### Dataset records
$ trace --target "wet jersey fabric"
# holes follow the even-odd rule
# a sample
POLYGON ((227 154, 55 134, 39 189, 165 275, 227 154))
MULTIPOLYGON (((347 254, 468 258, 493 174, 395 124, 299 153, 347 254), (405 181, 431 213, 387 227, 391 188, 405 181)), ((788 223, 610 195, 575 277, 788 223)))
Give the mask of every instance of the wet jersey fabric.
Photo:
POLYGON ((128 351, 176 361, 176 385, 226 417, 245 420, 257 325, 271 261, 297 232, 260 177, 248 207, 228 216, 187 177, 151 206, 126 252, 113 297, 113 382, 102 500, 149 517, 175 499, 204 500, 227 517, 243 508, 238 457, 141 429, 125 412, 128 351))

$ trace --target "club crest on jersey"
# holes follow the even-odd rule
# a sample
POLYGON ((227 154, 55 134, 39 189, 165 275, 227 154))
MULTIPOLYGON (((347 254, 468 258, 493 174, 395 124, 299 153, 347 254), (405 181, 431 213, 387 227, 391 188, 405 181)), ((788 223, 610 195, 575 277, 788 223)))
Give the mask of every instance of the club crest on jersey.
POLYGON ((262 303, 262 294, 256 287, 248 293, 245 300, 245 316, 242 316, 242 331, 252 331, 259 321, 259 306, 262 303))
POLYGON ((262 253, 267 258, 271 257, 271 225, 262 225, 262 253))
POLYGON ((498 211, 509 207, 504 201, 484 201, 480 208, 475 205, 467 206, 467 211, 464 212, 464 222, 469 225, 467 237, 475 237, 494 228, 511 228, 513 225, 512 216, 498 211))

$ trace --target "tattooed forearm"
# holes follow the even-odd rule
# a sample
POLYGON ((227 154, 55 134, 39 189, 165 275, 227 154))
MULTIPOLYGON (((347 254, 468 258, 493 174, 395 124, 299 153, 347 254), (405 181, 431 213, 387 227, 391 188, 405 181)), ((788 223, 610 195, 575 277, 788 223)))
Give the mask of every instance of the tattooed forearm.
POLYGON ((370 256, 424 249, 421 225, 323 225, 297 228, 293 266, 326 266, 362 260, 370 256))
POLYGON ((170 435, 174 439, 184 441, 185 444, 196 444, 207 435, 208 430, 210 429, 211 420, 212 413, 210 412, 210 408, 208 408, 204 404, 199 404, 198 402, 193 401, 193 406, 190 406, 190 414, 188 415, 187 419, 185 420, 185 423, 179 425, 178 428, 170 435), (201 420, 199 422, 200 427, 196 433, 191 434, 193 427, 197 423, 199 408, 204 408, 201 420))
######
### Dataset records
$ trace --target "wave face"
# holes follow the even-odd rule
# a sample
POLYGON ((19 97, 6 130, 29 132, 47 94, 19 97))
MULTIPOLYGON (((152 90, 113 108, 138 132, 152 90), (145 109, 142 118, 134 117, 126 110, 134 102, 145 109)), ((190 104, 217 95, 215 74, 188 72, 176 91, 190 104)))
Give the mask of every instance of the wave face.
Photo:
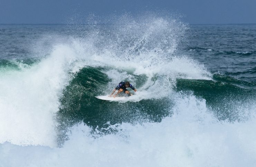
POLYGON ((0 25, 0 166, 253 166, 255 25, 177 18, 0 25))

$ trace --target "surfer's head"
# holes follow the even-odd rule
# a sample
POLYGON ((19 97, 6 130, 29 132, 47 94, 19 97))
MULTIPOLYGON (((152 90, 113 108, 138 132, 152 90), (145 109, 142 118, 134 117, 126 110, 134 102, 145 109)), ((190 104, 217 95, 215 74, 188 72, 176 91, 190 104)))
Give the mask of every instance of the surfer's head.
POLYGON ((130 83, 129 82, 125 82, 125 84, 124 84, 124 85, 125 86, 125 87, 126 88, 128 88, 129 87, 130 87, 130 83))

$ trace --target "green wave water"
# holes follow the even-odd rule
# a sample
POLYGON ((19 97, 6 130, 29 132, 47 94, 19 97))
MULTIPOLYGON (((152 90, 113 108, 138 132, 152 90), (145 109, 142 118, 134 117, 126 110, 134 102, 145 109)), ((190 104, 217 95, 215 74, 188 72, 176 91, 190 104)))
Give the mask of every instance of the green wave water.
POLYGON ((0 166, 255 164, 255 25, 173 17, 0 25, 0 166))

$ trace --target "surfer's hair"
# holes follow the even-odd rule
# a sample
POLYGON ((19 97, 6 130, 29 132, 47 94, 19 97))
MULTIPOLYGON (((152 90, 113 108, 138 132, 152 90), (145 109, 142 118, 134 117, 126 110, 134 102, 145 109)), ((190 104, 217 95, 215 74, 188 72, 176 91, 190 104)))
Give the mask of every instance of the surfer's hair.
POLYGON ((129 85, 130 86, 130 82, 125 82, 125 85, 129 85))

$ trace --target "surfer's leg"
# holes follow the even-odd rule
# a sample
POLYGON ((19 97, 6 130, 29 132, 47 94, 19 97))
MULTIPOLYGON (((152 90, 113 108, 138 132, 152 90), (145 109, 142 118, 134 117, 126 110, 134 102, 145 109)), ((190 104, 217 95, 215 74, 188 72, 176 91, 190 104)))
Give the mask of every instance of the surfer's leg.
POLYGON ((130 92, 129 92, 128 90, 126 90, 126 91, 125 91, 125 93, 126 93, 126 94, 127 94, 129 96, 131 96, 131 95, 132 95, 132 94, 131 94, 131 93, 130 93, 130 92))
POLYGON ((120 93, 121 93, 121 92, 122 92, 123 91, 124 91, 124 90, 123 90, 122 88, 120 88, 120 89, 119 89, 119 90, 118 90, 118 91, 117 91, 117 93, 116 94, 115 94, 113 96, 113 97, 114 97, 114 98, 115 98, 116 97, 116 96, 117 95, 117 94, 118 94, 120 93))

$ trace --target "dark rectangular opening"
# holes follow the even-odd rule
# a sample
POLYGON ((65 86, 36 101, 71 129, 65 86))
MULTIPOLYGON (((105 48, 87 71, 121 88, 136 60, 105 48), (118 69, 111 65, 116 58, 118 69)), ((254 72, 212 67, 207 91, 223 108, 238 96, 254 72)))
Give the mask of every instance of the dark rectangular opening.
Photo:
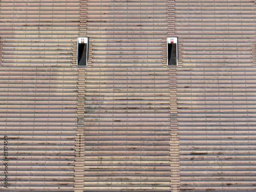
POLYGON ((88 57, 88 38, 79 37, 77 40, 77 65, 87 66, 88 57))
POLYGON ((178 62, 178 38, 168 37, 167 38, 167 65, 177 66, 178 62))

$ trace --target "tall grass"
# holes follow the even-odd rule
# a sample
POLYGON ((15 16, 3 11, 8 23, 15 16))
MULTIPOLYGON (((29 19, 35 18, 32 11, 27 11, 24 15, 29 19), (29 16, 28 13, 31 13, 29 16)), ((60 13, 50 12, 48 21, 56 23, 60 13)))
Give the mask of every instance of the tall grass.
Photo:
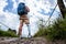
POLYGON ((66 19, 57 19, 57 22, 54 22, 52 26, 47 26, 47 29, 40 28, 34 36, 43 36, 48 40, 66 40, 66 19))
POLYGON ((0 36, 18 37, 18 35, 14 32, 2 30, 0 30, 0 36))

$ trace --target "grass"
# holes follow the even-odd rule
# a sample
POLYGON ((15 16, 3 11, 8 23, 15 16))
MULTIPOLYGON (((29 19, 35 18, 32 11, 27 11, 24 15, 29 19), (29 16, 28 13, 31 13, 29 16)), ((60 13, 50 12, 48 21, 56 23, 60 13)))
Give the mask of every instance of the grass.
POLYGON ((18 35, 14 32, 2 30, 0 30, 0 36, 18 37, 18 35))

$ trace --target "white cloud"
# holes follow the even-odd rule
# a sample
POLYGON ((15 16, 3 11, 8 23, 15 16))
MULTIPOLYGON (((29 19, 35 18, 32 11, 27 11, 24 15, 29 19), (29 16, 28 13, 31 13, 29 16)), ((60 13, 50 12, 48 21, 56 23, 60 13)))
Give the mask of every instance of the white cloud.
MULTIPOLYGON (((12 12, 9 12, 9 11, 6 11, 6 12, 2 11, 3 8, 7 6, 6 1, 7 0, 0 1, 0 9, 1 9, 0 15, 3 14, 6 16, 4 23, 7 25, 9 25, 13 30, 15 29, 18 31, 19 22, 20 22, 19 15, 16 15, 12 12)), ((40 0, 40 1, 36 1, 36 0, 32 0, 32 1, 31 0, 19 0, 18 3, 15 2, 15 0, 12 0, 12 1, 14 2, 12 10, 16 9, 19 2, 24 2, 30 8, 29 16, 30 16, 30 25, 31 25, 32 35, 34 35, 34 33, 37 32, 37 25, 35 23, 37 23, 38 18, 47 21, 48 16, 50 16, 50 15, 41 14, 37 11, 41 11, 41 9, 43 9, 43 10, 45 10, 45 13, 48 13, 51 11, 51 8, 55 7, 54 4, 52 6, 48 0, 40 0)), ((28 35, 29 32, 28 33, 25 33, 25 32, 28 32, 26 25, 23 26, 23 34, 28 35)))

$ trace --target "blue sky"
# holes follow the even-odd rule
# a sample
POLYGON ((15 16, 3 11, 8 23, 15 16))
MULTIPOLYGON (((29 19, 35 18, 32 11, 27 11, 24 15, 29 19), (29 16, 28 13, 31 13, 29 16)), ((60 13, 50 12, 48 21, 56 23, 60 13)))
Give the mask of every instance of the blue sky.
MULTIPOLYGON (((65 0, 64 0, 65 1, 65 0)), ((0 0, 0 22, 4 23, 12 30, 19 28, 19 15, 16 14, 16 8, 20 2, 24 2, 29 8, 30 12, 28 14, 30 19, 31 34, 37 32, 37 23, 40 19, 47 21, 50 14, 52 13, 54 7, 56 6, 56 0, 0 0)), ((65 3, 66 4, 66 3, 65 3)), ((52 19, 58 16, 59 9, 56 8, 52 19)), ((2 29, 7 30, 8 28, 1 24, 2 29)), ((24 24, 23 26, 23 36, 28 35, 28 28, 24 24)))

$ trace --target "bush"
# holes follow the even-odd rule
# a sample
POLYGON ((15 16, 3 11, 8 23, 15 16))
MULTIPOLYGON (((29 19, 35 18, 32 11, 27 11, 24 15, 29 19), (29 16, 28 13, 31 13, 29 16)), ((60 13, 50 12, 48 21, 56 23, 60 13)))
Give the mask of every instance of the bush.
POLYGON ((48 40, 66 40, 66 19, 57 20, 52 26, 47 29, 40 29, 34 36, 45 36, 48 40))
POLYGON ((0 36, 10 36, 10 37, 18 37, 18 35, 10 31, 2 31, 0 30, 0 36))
######
### Dataset records
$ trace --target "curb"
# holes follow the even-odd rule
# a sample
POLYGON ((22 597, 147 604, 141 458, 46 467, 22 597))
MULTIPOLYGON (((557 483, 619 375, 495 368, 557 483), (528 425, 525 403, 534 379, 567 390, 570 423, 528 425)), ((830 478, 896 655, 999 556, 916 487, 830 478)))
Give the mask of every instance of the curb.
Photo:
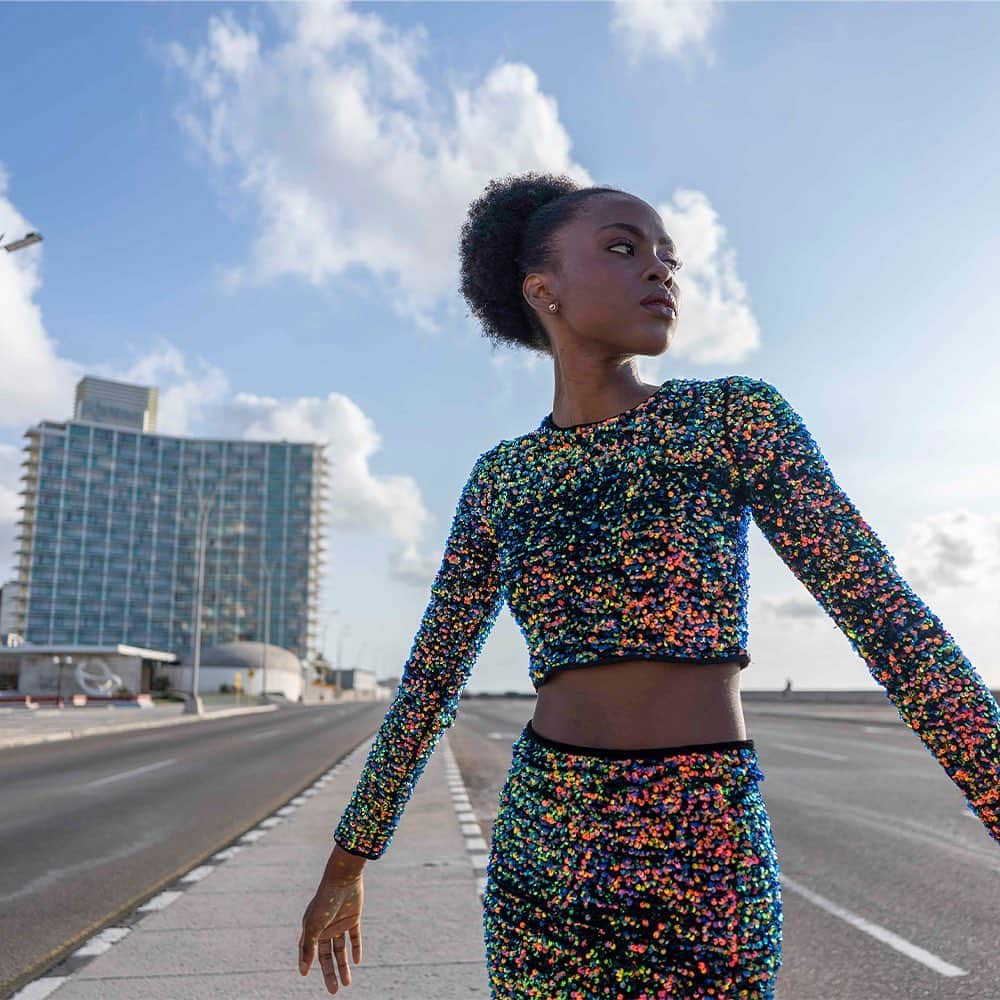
######
## Exercise
How many lines in the records above contain the string "opening"? Case counts. Reply with the number only.

## Exercise answer
2